» Activity:
Write the next few paragraphs of the article on FDA oversight of lab-developed tests and clinical mass spectrometry, beginning right after its final sentence.

» Text provided:
Hoping to ensure their mass spectrometers continue to find use as clinical diagnostics, instrument makers have listed some of their mass spectrometers with the Food & Drug Administration as medical devices. All are Class I general-purpose medical devices, except for the Bruker MALDI Biotyper CA and BioMérieux Vitek MS, both of which are Class II medical devices intended for identifying infectious agents.
Agilent Technologies
K6420 Triple Quadrupole MS
K6430 Triple Quadrupole MS
K6460 Triple Quadrupole MS
K6490 Triple Quadrupole MS
6530 Q-TOF MS
6540 Q-TOF MS
6550 Q-TOF MS
BioMérieux
Vitek MS
Bruker
MALDI Biotyper CA
Sciex
3200MD QTRAP LC/MS/MS
3200MD Triple Quad LC/MS/MS
4500MD QTRAP LC/MS/MS
4500MD Triple Quad LC/MS/MS
Shimadzu
LCMS-2020 CL
LCMS-8030 CL
LCMS-8040 CL
LCMS-8050 CL
Thermo Fisher Scientific
Endura MD
Waters
Acquity TQD
Quattro Micro
Quattro Premier
Xevo TQ
Xevo TQ-S
Xevo TQD
Richard C. Friedberg, the medical director of Baystate Reference Laboratories in Springfield, Mass., and president-elect of the College of American Pathologists, an organization that accredits diagnostic labs, likewise agrees that FDA regulation is the wrong approach but that there are problems with many assay validations.
“We’ve got to know to what extent measurements are accurate, reliable, and reproducible,” Friedberg says. “Too many places have done wimpy validations. Maybe that’s where we need to have ideas—how you should properly do a validation.”
Clarke points out that labs are already regulated under CLIA, and some states, especially New York, have even stricter requirements. Before a test can be used in New York, the state department of health must approve the validation and standard procedures. In addition, these various regulating authorities require labs to undergo proficiency testing to show that their personnel can accurately run analyses.
“People don’t realize how much oversight we’re already under,” Clarke says. “We’re not saying we don’t want to be regulated. It’s just a question of whether you’re going to gain very much above and beyond where we already are.”
Even if FDA ends up regulating lab-developed tests, it plans to let labs continue offering tests while the approval process is ongoing. “If a test is approved, they would have been able to stay on the market through the whole thing,” Gutierrez says. “If we do not approve it, at that point they would have to stop.”

» Material supplied:

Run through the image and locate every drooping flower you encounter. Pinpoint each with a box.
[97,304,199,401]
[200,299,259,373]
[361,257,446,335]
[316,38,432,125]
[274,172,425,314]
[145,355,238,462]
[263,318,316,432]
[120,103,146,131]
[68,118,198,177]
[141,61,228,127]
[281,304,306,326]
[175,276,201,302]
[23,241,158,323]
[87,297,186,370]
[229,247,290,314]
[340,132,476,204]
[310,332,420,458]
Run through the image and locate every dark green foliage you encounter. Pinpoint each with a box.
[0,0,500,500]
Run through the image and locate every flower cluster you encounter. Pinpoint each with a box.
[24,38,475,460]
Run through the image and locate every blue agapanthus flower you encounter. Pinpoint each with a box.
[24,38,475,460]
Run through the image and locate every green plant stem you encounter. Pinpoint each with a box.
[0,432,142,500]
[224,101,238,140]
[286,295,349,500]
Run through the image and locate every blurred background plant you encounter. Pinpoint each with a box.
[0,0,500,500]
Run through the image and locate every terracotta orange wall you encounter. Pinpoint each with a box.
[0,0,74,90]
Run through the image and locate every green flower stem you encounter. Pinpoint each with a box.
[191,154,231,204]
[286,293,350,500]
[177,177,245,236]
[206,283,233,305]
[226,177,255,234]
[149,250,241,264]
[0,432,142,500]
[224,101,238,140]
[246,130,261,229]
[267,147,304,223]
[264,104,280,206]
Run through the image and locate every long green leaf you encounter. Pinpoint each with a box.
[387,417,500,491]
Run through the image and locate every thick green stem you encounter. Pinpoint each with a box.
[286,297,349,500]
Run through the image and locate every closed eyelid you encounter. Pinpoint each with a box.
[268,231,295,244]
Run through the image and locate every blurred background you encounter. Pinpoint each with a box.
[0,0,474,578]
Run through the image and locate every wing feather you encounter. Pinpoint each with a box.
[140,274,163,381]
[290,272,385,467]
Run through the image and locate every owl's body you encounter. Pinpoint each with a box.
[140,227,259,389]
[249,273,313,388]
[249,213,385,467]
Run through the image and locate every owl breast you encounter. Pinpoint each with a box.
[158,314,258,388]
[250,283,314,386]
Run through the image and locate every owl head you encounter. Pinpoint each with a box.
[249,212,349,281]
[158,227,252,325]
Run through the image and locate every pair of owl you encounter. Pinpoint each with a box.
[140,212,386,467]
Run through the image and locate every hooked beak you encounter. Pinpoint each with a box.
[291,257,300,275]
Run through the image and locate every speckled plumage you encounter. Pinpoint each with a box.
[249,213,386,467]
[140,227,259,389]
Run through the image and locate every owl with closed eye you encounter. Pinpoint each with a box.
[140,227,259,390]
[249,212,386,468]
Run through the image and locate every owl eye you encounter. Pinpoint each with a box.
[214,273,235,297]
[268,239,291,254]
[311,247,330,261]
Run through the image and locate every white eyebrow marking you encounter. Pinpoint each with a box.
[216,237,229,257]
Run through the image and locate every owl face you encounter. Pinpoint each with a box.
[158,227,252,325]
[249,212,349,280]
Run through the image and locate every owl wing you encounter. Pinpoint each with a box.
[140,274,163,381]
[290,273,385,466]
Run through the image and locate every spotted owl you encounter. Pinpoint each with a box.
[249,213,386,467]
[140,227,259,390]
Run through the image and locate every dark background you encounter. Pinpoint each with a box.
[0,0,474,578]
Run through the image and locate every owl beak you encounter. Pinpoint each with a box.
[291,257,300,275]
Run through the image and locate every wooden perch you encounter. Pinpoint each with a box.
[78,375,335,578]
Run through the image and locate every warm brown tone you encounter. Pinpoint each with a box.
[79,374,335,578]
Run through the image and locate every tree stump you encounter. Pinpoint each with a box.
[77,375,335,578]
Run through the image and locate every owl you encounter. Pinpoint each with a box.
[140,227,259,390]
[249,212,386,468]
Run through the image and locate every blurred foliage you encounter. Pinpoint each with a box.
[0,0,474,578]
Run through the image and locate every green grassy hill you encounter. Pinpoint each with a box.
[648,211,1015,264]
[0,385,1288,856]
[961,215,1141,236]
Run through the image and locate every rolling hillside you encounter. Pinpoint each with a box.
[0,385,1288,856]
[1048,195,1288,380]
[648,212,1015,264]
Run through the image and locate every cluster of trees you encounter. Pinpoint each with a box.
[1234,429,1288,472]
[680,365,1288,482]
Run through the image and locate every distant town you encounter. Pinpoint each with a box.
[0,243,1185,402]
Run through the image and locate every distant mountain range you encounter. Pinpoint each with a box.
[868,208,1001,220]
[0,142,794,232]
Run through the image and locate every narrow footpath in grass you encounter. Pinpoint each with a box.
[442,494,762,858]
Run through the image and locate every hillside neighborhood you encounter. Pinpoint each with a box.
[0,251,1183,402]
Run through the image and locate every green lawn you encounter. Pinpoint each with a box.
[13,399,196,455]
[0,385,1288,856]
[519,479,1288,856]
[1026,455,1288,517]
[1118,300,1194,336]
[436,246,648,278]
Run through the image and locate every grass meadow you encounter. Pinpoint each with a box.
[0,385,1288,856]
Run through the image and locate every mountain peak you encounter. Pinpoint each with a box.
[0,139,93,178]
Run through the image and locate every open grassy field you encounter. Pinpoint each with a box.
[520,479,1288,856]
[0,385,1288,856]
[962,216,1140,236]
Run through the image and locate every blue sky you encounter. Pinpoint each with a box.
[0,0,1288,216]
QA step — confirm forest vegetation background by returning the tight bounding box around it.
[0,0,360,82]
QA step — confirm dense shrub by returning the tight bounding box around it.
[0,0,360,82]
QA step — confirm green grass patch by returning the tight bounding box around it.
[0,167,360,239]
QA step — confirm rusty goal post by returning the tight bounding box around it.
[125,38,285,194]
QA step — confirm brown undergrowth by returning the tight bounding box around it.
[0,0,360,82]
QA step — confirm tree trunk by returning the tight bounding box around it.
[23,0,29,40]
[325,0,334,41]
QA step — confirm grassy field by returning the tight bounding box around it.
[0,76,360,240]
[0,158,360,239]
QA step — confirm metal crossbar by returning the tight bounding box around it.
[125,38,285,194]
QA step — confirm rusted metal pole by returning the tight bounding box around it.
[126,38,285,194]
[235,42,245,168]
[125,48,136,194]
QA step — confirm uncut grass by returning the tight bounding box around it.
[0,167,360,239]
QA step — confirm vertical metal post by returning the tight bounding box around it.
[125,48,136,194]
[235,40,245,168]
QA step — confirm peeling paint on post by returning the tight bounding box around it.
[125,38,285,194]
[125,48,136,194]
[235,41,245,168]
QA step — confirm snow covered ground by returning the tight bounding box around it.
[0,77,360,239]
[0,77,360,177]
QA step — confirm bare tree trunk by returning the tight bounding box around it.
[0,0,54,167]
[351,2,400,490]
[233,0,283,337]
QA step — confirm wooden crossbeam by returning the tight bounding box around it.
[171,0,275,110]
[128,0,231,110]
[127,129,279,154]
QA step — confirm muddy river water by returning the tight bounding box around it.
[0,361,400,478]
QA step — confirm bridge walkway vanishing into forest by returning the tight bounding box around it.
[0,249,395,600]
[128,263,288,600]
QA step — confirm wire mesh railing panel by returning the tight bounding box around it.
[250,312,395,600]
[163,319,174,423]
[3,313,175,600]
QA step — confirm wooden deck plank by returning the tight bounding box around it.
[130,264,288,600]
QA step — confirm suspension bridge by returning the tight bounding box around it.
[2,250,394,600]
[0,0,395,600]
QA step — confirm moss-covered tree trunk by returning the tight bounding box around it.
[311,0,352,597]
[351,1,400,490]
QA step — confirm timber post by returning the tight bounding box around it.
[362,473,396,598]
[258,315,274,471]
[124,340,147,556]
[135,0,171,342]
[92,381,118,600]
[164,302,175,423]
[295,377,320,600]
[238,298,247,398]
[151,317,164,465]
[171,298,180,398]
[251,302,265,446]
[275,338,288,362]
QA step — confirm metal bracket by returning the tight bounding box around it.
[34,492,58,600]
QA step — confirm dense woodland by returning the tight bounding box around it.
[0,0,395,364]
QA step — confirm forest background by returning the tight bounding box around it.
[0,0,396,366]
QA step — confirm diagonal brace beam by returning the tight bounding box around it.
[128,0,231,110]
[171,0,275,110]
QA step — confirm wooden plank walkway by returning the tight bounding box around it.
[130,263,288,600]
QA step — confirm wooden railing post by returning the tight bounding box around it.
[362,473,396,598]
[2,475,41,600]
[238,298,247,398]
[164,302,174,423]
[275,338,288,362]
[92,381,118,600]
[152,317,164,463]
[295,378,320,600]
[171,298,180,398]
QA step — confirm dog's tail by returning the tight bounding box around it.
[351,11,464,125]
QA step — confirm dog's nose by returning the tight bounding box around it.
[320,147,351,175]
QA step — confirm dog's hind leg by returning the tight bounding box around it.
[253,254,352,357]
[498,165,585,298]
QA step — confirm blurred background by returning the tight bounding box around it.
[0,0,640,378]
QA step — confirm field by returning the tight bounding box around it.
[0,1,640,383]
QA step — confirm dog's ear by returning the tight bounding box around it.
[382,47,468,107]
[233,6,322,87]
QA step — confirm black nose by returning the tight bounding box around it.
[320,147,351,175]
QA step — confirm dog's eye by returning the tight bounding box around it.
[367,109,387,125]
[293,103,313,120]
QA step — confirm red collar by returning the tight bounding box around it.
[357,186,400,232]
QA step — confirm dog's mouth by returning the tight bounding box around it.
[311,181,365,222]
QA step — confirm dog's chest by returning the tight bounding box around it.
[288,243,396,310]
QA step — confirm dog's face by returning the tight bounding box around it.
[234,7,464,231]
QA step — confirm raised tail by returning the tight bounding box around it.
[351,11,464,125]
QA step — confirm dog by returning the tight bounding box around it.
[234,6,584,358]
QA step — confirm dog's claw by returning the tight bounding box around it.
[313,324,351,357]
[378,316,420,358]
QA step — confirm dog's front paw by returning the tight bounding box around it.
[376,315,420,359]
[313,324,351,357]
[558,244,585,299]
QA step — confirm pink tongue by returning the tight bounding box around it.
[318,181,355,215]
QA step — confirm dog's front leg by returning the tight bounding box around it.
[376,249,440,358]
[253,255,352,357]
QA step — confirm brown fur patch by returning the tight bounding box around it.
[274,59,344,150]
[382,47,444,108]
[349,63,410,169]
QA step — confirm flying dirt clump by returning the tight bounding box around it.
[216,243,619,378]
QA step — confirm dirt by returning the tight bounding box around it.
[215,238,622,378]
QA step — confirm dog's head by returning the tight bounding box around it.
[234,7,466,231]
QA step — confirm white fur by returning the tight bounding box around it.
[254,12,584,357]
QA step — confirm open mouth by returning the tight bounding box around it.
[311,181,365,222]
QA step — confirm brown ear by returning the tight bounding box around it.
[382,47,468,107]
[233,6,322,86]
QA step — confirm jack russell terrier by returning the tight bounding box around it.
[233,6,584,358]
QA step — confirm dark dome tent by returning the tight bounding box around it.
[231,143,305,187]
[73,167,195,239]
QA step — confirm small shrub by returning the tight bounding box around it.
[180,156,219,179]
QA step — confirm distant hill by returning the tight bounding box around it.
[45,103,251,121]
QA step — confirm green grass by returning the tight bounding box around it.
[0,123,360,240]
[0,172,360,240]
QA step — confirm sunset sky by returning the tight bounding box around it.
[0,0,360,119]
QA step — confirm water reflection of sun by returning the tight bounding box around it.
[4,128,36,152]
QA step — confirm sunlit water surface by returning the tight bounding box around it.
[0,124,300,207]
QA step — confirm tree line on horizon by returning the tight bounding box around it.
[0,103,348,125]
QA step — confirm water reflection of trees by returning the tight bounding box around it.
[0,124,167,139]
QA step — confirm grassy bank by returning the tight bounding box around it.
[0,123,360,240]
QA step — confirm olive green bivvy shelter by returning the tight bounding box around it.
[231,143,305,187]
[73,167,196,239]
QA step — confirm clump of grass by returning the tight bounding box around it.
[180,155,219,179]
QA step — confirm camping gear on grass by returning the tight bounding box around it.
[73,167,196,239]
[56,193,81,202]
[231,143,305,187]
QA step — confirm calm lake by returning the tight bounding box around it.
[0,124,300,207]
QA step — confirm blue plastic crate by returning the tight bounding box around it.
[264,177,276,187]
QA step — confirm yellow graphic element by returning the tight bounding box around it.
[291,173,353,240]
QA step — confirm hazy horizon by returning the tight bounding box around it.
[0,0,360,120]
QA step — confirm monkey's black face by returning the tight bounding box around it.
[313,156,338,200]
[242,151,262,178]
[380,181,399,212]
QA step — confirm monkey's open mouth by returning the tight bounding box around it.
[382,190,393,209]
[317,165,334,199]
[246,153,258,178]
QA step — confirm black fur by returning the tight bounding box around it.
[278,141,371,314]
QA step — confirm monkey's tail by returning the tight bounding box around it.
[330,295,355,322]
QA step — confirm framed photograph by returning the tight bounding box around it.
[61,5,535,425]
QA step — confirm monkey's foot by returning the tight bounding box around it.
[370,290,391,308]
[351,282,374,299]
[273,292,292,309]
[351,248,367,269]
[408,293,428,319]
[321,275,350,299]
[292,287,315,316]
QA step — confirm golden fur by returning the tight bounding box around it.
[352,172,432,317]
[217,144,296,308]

» Output of the exercise:
In addition to doubts about FDA’s regulatory authority over lab-developed tests, labs are worried that the process will be expensive. For example, in a comment submitted to FDA, Robert Schmidt of ARUP estimated that it would cost more than $300 million for the company to comply with FDA’s regulatory framework as currently stated. (Only a fraction of ARUP’s lab-developed tests use mass spectrometry.)
FDA’s Gutierrez believes that estimates such as this one are overinflated. “If you’ve already developed a test, if you’ve already validated your test—and one hopes you did clinical validation of your test because one hopes you’re offering a test that is clinically valid—then you should have sufficient data already to show that the test is actually clinically valid.”
Industry response runs the gamut from “people who are completely shrugging it off” to “people who are absolutely scared,” says Brian Rappold, scientific director at Essential Testing, a company that specializes in tests for pain medication monitoring.
But if the uncertainties surrounding FDA’s intentions can be resolved, people see a bright future for mass spectrometry in clinical labs.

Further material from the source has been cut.